■ **DIRECTIVE**
Retype the whole listing below word for word, leaving out the pictures.

+-------+

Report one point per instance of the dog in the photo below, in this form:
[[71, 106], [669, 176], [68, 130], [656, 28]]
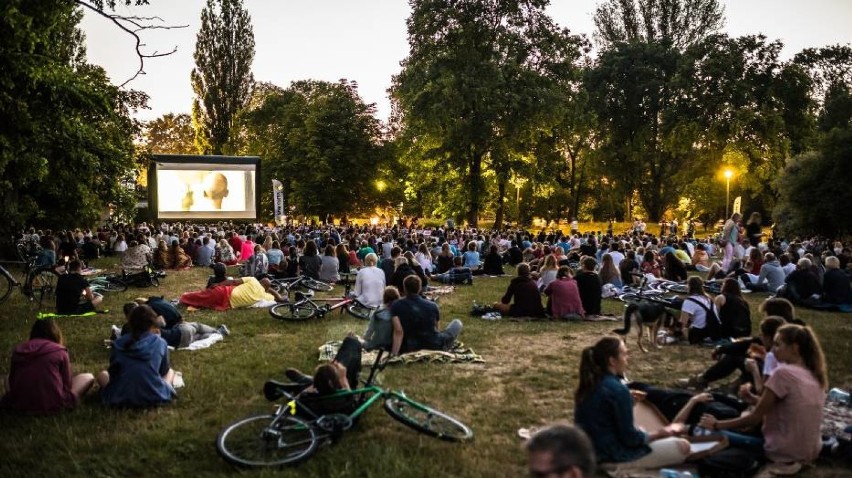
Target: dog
[[645, 313]]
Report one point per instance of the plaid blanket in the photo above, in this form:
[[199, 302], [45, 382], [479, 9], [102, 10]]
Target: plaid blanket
[[458, 354]]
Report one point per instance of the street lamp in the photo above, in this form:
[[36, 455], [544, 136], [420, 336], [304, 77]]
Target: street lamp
[[728, 175]]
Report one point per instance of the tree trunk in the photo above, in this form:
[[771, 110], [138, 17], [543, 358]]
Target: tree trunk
[[501, 205], [474, 182]]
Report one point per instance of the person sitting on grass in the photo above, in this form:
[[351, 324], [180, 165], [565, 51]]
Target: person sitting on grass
[[790, 408], [493, 262], [699, 314], [525, 292], [139, 374], [379, 332], [415, 322], [604, 410], [40, 380], [589, 284], [137, 256], [561, 451], [458, 274], [370, 282], [224, 293], [835, 283], [74, 294], [564, 297]]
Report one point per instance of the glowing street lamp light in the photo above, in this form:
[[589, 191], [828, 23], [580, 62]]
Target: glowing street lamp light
[[728, 175]]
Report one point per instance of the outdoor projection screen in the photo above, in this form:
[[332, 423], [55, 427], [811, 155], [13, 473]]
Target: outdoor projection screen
[[203, 187]]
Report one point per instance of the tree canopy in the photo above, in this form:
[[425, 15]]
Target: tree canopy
[[67, 134], [222, 79]]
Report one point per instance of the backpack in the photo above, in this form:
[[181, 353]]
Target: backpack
[[714, 324], [731, 462]]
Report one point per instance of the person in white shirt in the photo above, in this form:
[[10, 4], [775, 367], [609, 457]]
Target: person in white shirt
[[370, 282]]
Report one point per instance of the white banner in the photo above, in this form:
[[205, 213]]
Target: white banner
[[277, 201]]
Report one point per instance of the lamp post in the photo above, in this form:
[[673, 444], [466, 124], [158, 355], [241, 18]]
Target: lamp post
[[728, 175]]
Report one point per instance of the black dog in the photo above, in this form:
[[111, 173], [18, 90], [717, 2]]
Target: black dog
[[653, 314]]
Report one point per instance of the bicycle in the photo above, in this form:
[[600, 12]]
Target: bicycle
[[107, 283], [39, 281], [301, 282], [304, 308], [285, 438]]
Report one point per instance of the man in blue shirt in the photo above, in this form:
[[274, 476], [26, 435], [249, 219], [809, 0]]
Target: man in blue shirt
[[415, 322]]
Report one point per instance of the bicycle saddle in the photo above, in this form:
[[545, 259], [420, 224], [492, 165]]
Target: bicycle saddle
[[273, 389]]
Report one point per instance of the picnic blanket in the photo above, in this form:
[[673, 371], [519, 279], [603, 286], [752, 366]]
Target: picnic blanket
[[459, 354], [203, 343], [51, 315], [434, 292]]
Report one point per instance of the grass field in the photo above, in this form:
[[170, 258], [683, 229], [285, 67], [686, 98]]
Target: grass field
[[527, 380]]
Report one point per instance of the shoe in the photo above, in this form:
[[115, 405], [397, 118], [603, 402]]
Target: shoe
[[693, 383], [178, 381], [115, 332], [296, 376]]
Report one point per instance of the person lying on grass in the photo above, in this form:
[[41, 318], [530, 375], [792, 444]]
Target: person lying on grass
[[173, 329], [223, 293], [312, 392]]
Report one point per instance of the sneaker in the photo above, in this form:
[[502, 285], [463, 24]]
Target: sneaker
[[115, 332], [693, 383], [296, 376], [178, 381]]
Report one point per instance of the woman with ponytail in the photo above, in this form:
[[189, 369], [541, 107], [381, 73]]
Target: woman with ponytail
[[792, 401], [604, 410], [139, 372]]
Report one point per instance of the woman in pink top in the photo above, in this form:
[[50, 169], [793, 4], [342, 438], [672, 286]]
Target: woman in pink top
[[40, 380], [247, 249], [792, 401], [564, 296]]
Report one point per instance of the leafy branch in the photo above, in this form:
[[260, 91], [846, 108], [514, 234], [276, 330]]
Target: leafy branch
[[132, 25]]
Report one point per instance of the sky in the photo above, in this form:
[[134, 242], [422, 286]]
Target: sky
[[365, 40]]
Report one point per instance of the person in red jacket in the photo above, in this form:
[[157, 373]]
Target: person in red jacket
[[40, 380]]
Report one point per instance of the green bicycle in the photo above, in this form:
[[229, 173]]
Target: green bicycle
[[286, 438]]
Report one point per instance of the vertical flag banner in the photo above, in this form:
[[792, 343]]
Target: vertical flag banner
[[277, 201]]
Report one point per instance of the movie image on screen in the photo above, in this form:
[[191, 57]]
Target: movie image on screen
[[220, 190]]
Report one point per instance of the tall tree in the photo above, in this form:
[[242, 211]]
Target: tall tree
[[677, 23], [324, 144], [66, 131], [170, 134], [222, 79], [477, 76]]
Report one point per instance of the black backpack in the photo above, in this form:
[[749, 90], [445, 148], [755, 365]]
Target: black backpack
[[714, 324], [730, 463]]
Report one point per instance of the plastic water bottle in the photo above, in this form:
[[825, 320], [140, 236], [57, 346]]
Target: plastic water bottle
[[669, 473], [838, 395]]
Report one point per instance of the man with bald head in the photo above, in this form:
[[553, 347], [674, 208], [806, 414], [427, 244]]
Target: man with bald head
[[216, 188]]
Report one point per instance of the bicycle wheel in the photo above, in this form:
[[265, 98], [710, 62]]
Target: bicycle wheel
[[114, 284], [42, 284], [6, 285], [316, 285], [256, 441], [426, 420], [360, 310], [293, 311]]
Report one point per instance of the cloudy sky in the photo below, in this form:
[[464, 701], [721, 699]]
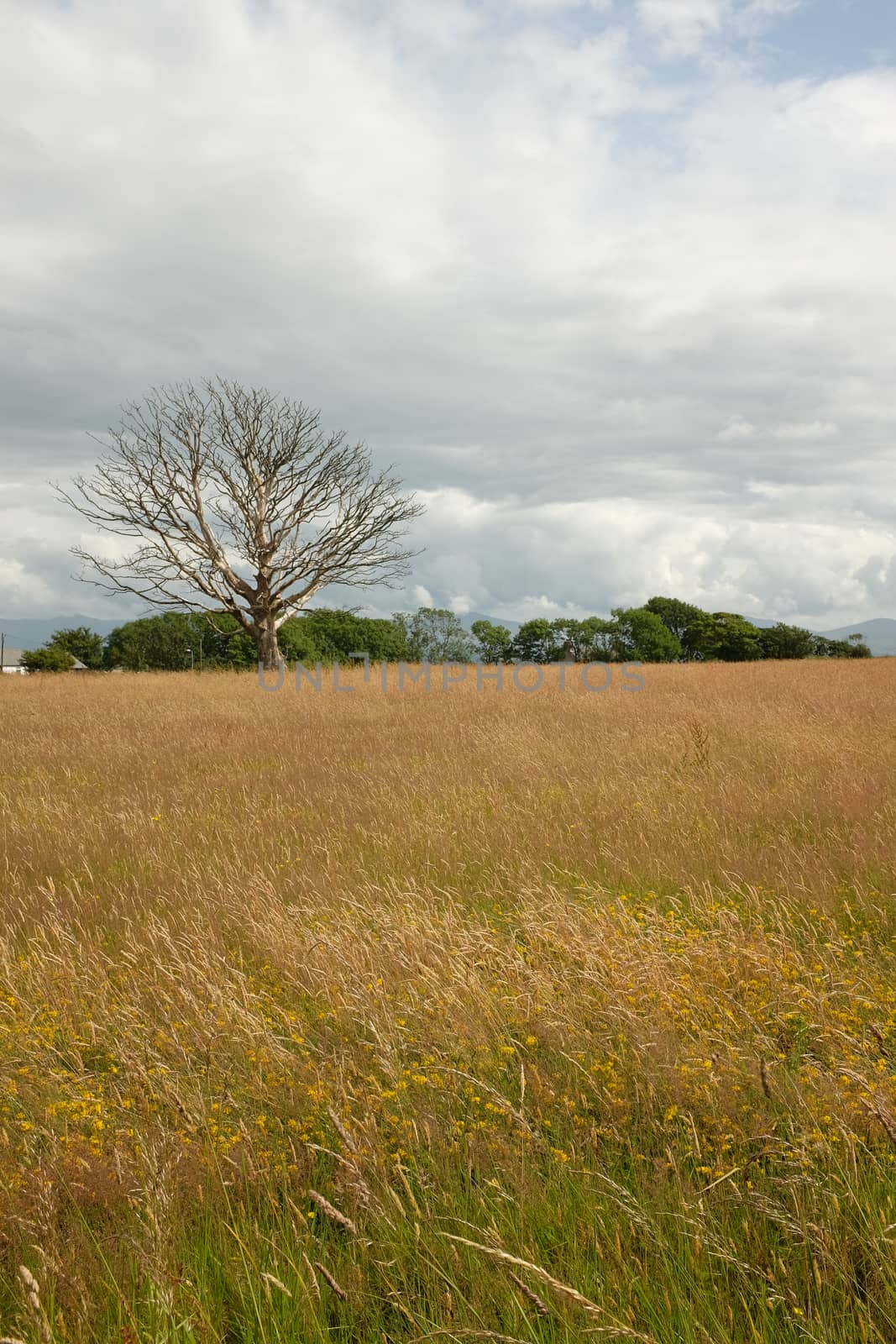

+-------+

■ **FULL ANSWER**
Report one point per instance of the dog in the photo below, in this form:
[[71, 106], [669, 176], [68, 130], [656, 28]]
Target: dog
[[645, 313]]
Report one point per instance of the plaid blanket in the photo above, in this form:
[[199, 302], [45, 382], [479, 9], [102, 10]]
Target: plaid blanket
[[458, 354]]
Report one point per instance of the street lamp in the photo above, in this form:
[[36, 455], [544, 136], [420, 336], [304, 77]]
Target: street lamp
[[728, 175]]
Report one point per instance of the tree trunk in the photo above, in this form:
[[771, 110], [138, 17], [543, 358]]
Target: tree trunk
[[501, 205], [474, 182]]
Report one point per instance of the person sitting on grass in the photo above, in this form:
[[351, 324], [180, 165], [565, 51]]
Target: person sitting on grass
[[790, 408], [493, 262], [699, 314], [525, 292], [139, 374], [379, 332], [415, 322], [604, 410], [40, 380], [589, 284], [137, 256], [561, 451], [458, 274], [370, 282], [224, 293], [835, 283], [74, 294], [564, 297]]
Report one point per instance of the glowing street lamp light in the photo above, in this form:
[[589, 191], [828, 23], [580, 62]]
Target: glowing street lamp light
[[728, 175]]
Report one point per instance of the outdoor projection screen in the photo above, in this form:
[[332, 423], [55, 427], [811, 155], [13, 473]]
Target: outdoor projection screen
[[203, 187]]
Report one point per instance of the tree canopy in the photo above, in this form:
[[425, 15]]
Target: tree canopy
[[67, 134], [222, 79]]
Report one point per instance of the backpack in the photo above, in this form:
[[181, 353]]
Target: backpack
[[714, 324], [731, 462]]
Report one point per instance of the person in white shirt in the photo above, in this form:
[[10, 4], [775, 367], [609, 457]]
Target: person in white shirt
[[370, 282]]
Report one point per instance of the white banner in the photo above, in this form:
[[205, 213]]
Target: white banner
[[277, 201]]
Report one point per instance of the lamp post in the photo above, in this form:
[[673, 444], [466, 124], [158, 355], [241, 18]]
Target: lamp post
[[728, 175]]
Report one point per instance of the black dog in the photo above, in this form:
[[111, 173], [18, 90], [717, 2]]
Target: black dog
[[653, 314]]
Report one point per instance of the bicycle in the photo above, in this form:
[[600, 12]]
Target: bicycle
[[107, 283], [39, 281], [301, 282], [304, 308], [285, 438]]
Report one point per instance of the man in blue shirt in the photo above, in this form:
[[274, 476], [26, 435], [249, 219], [809, 0]]
Target: man in blue shirt
[[415, 322]]
Report one point per instance of the bicycle saddle in the photo above, in this form:
[[545, 259], [420, 224], [492, 165]]
Target: bicycle saddle
[[273, 389]]
Report one point per instance of the picnic blanket in the photo above, in this form:
[[673, 371], [519, 279], [603, 286], [752, 366]]
Target: picnic blanket
[[459, 354], [203, 343], [51, 315], [434, 292]]
Report one point per instance of the grass field in the photo above, in this form:
[[170, 258], [683, 229], [285, 67], [686, 98]]
Target: grass field
[[527, 380]]
Report one point per instance of the shoe in the photo above, in this form:
[[115, 405], [397, 118], [603, 402]]
Target: shoe
[[693, 383], [178, 381], [115, 332], [296, 376]]
Report one point per instance of the person lying on grass in the photo above, in this form:
[[41, 318], [530, 375], [792, 444]]
Target: person lying on grass
[[173, 329], [223, 293], [312, 392]]
Report one point per instance of the sneaker in the photo above, in this form:
[[502, 285], [463, 24]]
Target: sneaker
[[115, 332], [693, 383], [296, 376], [178, 381]]
Report one point per instance of the woman with ponytail in the photo above, in this form:
[[189, 369], [541, 107], [381, 73]]
Target: woman with ponytail
[[792, 401], [604, 410], [139, 372]]
Report one point per instance of the woman in pink top in the photo above, in this form:
[[50, 169], [793, 4], [342, 438], [672, 286]]
Target: woman in pink top
[[40, 380], [247, 249], [792, 401], [564, 296]]
Report one point per instance of the leafy branch in the photo above, in this form:
[[260, 91], [846, 108], [514, 234], [276, 330]]
Target: leafy branch
[[132, 25]]
Report one point per instance of the sky in the photo above, in this form:
[[134, 242], [422, 286]]
Target: sky
[[365, 40]]
Report one point per instance of the person in red jacket in the photo above, in this form:
[[157, 373]]
Target: person in red jacket
[[40, 380]]
Report one point per instance of the green bicycle in the photo above, in this form:
[[229, 173]]
Target: green bicycle
[[286, 438]]
Report one point per instance of the vertical flag banner in the photo above, in this form:
[[792, 343]]
Target: vertical flag banner
[[277, 201]]
Report one point per instance of the movie image on screen in the photo above, in this form:
[[191, 57]]
Target: movie image on screen
[[220, 190]]
Report one point per instance of the tall tree in the photo above, in this form:
[[242, 211]]
Target: tall tree
[[677, 23], [324, 144], [66, 131], [170, 134], [222, 79], [477, 76]]
Report one point per instance of the black backpack in the photo above, in this form:
[[749, 90], [445, 148], [755, 365]]
Target: black backpack
[[714, 324], [730, 463]]
Report one point per instance of the plastic water bottle in the photo above, in this form:
[[825, 320], [140, 236], [57, 346]]
Target: plastic water bottle
[[669, 473], [838, 395]]
Report one point per instance of the man with bald head in the photo above, in this form:
[[553, 347], [674, 208], [806, 414], [427, 244]]
Target: man with bald head
[[216, 188]]
Report one point per instance of the bicycle wheel in the photo above, in this form:
[[265, 98], [710, 62]]
Target: bicycle wheel
[[114, 284], [42, 284], [6, 285], [316, 285], [256, 441], [426, 420], [360, 310], [293, 311]]
Report one point per instance of the cloudy sky in the photo below, in this form:
[[464, 701], [721, 699]]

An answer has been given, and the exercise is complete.